Your objective
Copy all records exactly; omit pictures.

(Photo-based referring expression data)
----

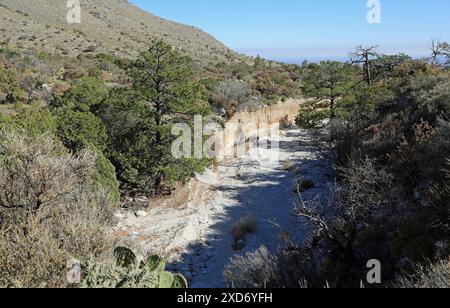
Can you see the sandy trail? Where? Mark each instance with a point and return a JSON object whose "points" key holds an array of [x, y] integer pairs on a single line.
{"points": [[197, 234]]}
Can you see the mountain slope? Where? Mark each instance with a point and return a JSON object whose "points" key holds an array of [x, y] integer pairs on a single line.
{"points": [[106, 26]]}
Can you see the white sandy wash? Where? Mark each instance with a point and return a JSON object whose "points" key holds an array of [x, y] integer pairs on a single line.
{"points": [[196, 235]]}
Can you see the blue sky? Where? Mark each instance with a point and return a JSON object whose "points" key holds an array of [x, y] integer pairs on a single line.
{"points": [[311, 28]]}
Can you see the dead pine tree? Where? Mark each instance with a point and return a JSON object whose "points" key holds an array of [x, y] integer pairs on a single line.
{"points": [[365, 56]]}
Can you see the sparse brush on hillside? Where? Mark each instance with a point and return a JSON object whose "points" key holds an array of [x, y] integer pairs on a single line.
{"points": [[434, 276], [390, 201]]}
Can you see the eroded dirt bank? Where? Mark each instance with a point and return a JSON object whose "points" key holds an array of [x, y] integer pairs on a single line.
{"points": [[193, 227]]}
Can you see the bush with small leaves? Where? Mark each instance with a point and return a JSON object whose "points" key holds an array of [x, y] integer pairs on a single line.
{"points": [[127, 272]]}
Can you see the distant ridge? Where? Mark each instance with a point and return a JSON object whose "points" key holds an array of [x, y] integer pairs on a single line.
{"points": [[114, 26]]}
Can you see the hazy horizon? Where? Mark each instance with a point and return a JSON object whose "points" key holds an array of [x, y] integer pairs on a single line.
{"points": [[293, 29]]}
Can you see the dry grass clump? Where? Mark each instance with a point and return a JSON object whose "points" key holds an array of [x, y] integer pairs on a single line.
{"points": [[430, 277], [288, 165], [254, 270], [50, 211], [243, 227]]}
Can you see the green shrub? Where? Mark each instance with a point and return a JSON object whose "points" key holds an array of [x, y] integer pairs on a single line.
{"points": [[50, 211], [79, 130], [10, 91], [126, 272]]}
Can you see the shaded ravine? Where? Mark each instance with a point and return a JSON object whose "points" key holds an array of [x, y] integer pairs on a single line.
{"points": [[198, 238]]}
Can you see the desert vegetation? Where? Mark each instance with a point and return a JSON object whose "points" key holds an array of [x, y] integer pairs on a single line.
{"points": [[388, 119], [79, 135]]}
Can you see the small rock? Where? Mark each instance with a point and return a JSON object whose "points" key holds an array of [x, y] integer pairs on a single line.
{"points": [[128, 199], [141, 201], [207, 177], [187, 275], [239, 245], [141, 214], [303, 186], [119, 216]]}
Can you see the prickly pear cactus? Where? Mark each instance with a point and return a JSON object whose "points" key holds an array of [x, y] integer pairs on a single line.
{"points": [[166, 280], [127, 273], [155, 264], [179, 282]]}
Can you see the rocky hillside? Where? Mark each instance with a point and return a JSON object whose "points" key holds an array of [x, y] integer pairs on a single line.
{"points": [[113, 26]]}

----

Response to the task
Can you see the sandy trail? Where? Mark each instance with a point and return a JSON object whose "points" key holds an array of [x, y] integer pairs on a single line.
{"points": [[197, 234]]}
Can you see the mountain slope? Where? Mark each instance with a point and return a JSON object whose "points" key holds an array of [x, y] integer pairs on a single line.
{"points": [[106, 26]]}
Can you see the white sandy wash? Where? Mark each instance with a point and return a JSON object whose "points" key holds an array of [x, y] integer pairs on a single line.
{"points": [[196, 235]]}
Can you see the blue sky? Where? Mark each instance with a point and return a JSON object whose "points" key holds an array of [x, y] integer pairs on a single line.
{"points": [[311, 28]]}
Can you see the dead pine tree? Where? Mark each instance with a point and return a JSON object whose "points" key holds an array of [x, y] integer pairs on a single line.
{"points": [[365, 56]]}
Can you see the sparse brush on hillside? Where? Mark each instance with a point and return a JSON object whose "points" key holds an array of [x, y] integer pairs on a single line.
{"points": [[434, 276], [390, 201]]}
Can you see the eroded dirt bank? Where? Mark each instance with a point and return a JSON object whose "points" key holds an array of [x, y] integer pairs on a single line.
{"points": [[193, 227]]}
Can you see the bush with small leaves? Where? Mark each instance with a point and return a JSON object whose "points" key holds an array of [x, y] integer pairs on a single line.
{"points": [[127, 272]]}
Can you see the distant ridge? Where? Mark each instance with a point and return a JSON object whose "points" key holds an array of [x, y] integer pairs on a single line.
{"points": [[114, 26]]}
Can you see the hazy horizon? Where? Mark each instance with a point and return a JSON object whose "points" key holds an array of [x, y] integer pairs on a single line.
{"points": [[293, 29]]}
Can you see the dry grass clump? Where? Mark each instance with a point and return a JSON object whose "points" key holds an array of [x, y] integer pairs on a single line.
{"points": [[430, 277], [288, 165], [254, 270], [50, 211], [243, 227]]}
Can you see the green shrub? Where? Mark each instance with a point and return a JSON object whose "points" key holds an array of [x, y] integer pairs on a single line.
{"points": [[50, 211], [79, 130], [10, 91], [126, 272]]}
Can you see the shaded ravine? Where? Mark each instance with a point and return a JSON object whose "points" key holds an array of [x, y] integer pairs on a single line.
{"points": [[198, 238]]}
Can you see the desert vegetation? Where? Mark each instance with a point and return a JSON object whose "points" key holds an array of [x, y] integer pairs on a single line.
{"points": [[388, 119], [79, 135]]}
Can you see the small rock? Where? Mark each instance with a point and return a JSON object whose "points" key holds an array of [x, y] integer pairs on a single line.
{"points": [[128, 199], [141, 201], [207, 177], [187, 275], [239, 245], [141, 214], [303, 186], [119, 216]]}
Can you see the prickly pear cactus? Where? Mark each instance with a point and return a JSON object whose "points" key holds an array of [x, y] integer pairs on a single line.
{"points": [[166, 280], [127, 273], [155, 264], [179, 282]]}
Can you see the rocky hillside? Where? Mark each instance with a point and return a JSON object whose "points" key holds an array of [x, y] integer pairs on a single line.
{"points": [[113, 26]]}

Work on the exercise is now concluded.